## PROBLEM DETAILS:
Give back each line of the listing precisely as written.

··········

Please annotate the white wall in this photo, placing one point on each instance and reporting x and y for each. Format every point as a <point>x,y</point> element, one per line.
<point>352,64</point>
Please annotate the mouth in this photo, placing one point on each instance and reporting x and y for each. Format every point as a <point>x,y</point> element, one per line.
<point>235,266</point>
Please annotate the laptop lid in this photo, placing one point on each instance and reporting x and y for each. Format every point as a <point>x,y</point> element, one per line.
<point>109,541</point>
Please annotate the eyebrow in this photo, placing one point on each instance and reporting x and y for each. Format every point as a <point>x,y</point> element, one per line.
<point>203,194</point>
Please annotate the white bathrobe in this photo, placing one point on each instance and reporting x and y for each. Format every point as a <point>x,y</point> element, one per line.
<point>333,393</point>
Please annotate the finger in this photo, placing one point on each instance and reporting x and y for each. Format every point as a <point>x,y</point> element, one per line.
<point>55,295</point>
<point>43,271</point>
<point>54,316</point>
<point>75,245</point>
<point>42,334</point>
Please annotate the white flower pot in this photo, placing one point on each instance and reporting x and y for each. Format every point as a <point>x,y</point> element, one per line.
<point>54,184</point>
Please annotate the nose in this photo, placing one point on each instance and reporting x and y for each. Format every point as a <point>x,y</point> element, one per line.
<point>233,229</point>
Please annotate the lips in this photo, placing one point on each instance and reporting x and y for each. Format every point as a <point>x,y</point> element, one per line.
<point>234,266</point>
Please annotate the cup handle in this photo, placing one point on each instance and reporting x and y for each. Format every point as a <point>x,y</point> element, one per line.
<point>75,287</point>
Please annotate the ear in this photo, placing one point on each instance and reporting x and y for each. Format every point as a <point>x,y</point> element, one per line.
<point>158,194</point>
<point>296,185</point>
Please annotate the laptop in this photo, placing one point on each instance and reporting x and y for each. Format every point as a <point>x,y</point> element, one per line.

··········

## OUTPUT OF THE TASK:
Please annotate the white wall in this photo, placing one point on each instance and reporting x and y for each. Format every point as a <point>x,y</point> element, one per line.
<point>352,64</point>
Please annotate the mouth in this photo, placing one point on each instance and reporting x and y for each. Format every point as a <point>x,y</point> element, one per line.
<point>235,266</point>
Please annotate the laptop lid in this photo, placing one point on each instance and reporting x and y for each. Format every point as a <point>x,y</point> element, one per line.
<point>109,541</point>
Please annotate the eyebrow in this photo, placing one point on each instance and reporting x and y for each. Format every point as a <point>x,y</point> element, one per line.
<point>203,194</point>
Please annotate the white bathrobe in this photo, placing one point on each instance and reporting x and y for each. Format every point as a <point>x,y</point> element, one per line.
<point>333,393</point>
Please annotate the finger in this photo, placing one point on each instance and reporting x and y for each. Format every point as a <point>x,y</point> element, one per line.
<point>55,295</point>
<point>43,271</point>
<point>54,316</point>
<point>75,245</point>
<point>42,334</point>
Please annotate the white flower pot in this photo, placing one point on each instance and reporting x and y for each. Format every point as a <point>x,y</point> element, one per line.
<point>54,184</point>
Please annotate the nose in this photo, placing one point on each instance and reporting x and y for each. Format every point as a <point>x,y</point> element, one per line.
<point>233,229</point>
Please annotate the lips in this photo, placing one point on each instance and reporting x and y for each. Format every point as a <point>x,y</point> element, one per line.
<point>234,266</point>
Please annotate the cup handle in this photo, placing one point on each instance and reporting x and y for each. Format every point as a <point>x,y</point> element, one per line.
<point>75,287</point>
Please annotate the ear in this photo, placing one point on each instance and reporting x and y for each. Format every point as a <point>x,y</point> element, one per line.
<point>158,194</point>
<point>296,185</point>
Please annotate the laptop in this photo, placing one point on each instance and reporting x and y for each. Format every point as a <point>x,y</point> element, one per line.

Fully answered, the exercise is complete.